Extract to read:
*-*-*
A local investment firm and a local developer have teamed up to produce multiple Hawaii affordable-housing projects, starting with a rental tower in Makiki for low-income households.
The partnership between Tradewind Capital Group and Stanford Carr Development recently received state financing commitments to fund nearly all of the estimated $148 million cost to build their initial tower.
Kaloa Robinson, a SCD development manager, told board members of the Hawaii Housing Finance and Development Corp. at an Aug. 14 meeting that SCD and Tradewind aim to build a lot more affordable housing in a team effort to address a chronic shortage statewide.
“Our mission together is to deliver as many affordable-housing units as quickly as possible, ” he told the board of HHFDC, a state agency that helps finance affordable housing and approved funding for the 247-unit Makiki project named Melia on the mauka-Diamond Head corner of Piikoi and Young streets.
Apartments in the 23-story tower will be reserved for households earning no more than 60 % of the median annual income on Oahu, including 13 units for households earning up to 30 % of the median.
The higher income limit this year equates to $63, 840 for a single person, $72, 960 for a couple and $91, 200 for a family of four under HHFDC calculations.
Monthly rents will be tied to income limits for 66 years. Maximum rents this year could range from $669 for studios at the lower income limit to $2, 095 for three-bedroom units at the higher limit.
SCD has developed several low-income rental housing projects on Oahu, often with HHFDC financing, including Hale Kewalo, Halekauwila Place and Franciscan Vistas Ewa.
Robinson said SCD and Tradewind, which developed a moderate-priced condominium tower in Kakaako over a decade ago with another local developer, used their past experience to produce Melia without over-economizing on unit sizes.
Studios in the Makiki tower are to have 335 square of living space, while the size of three-bedroom units are slated to be 922 square feet. Planned amenities include a community meeting room, a fitness center and a laundry room. The tower also is to include an adjacent attached seven-story parking structure with 243 stalls.
State financing is helping subsidize the project’s cost, which equates to $600, 000 per unit on average.
HHFDC’s board unanimously agreed to provide $79 million in bond financing, which partly is to be paid off with proceeds from sales of state and federal tax credits worth $78 million also approved by HHFDC. The agency also agreed to provide the developers with a $34 million low-interest loan.
Additionally, the Honolulu City Council granted a package of zoning and fee exemptions to make the tower more financially feasible.
These benefits include waivers on building permit and wastewater system facility fees totaling $1.4 million, and a waiver on providing 20, 536 square feet of park space or $4.3 million in lieu of such park space.
The Council also allowed the tower to be nearly three times as dense as permitted under zoning rules and rise up to 210 feet, exceeding the area’s 150-foot limit.
Robinson noted that a couple other towers nearby on Piikoi Street, Pumehana and Hale Kalele, were allowed to rise about 200 feet.
Robinson also told HHFDC’s board the Melia project site is ideal for affordable housing, with an elementary school and many businesses, including restaurants, a medical center and two supermarkets, on adjacent or nearby blocks.
“It’s basically surrounded by all of the amenities that make affordable housing so perfect for this site, ” he said. “It basically makes perfect sense for affordable housing.”
Tradewind, which is part of Honolulu-based Tradewind Group that owns three insurance companies, bought two parcels comprising the project site in 2017 from the Lili ‘uokalani Trust and a local family trust for a combined $5.5 million, according to property records.
At the time, both parcels were bound by ground leases set to expire at the end of 2023. One parcel contained eight residential apartments built in 1954 and the other contained a 20-unit apartment complex built in 1969. Both structures were dilapidated, according to Robinson, and were demolished after the ground leases expired.
Robinson told HHFDC’s board the Melia tower is expected to break ground in early 2026 and open in early 2028.
“We look forward to delivering on our mission, which again is to just build as many affordable housing units as humanly possible as quick as possible, ” he said.
*-*-*
Recorded data
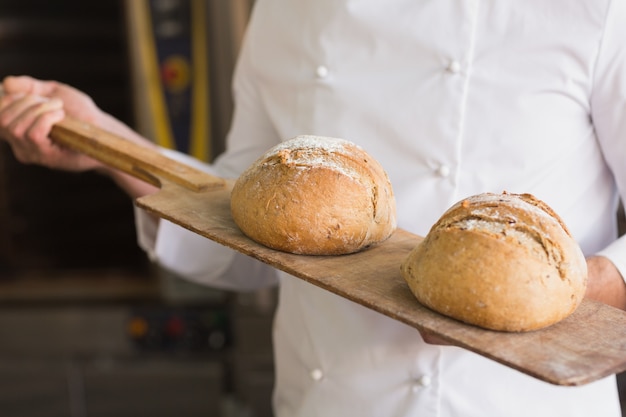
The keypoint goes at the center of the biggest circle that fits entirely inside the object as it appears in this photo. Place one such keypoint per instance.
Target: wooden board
(588, 345)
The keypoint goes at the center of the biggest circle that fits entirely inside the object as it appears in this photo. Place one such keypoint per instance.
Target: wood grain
(588, 345)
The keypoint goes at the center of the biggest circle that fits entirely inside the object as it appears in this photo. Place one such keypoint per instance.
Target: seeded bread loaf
(315, 195)
(499, 261)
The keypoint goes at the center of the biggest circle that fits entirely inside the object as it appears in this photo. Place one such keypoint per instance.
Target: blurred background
(88, 327)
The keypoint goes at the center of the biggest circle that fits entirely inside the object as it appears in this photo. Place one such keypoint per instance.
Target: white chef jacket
(453, 98)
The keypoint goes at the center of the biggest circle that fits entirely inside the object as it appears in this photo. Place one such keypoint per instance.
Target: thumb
(28, 85)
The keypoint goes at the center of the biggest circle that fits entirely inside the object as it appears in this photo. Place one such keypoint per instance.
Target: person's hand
(605, 283)
(28, 110)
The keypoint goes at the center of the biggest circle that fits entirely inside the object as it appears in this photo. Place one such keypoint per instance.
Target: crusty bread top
(315, 195)
(499, 261)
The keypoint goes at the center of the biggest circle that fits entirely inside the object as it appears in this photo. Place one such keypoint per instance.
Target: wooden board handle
(143, 162)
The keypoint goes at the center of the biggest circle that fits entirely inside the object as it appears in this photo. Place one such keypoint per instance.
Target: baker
(453, 98)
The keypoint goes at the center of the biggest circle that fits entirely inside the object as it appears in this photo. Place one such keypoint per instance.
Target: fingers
(25, 123)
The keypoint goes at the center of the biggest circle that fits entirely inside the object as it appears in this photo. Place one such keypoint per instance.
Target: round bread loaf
(315, 196)
(499, 261)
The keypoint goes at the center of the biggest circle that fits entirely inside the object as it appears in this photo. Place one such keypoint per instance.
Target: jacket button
(443, 171)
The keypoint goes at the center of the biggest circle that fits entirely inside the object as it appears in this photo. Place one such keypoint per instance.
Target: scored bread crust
(499, 261)
(315, 195)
*-*-*
Problems to solve:
A: In the article on the Makiki affordable-housing tower, when is the Melia tower expected to open?
B: Transcribe the passage of the article on the Makiki affordable-housing tower from "Kaloa Robinson, a" to "chronic shortage statewide.".
The records are not required for any of this work.

Your responses:
A: Early 2028.

B:
Kaloa Robinson, a SCD development manager, told board members of the Hawaii Housing Finance and Development Corp. at an Aug. 14 meeting that SCD and Tradewind aim to build a lot more affordable housing in a team effort to address a chronic shortage statewide.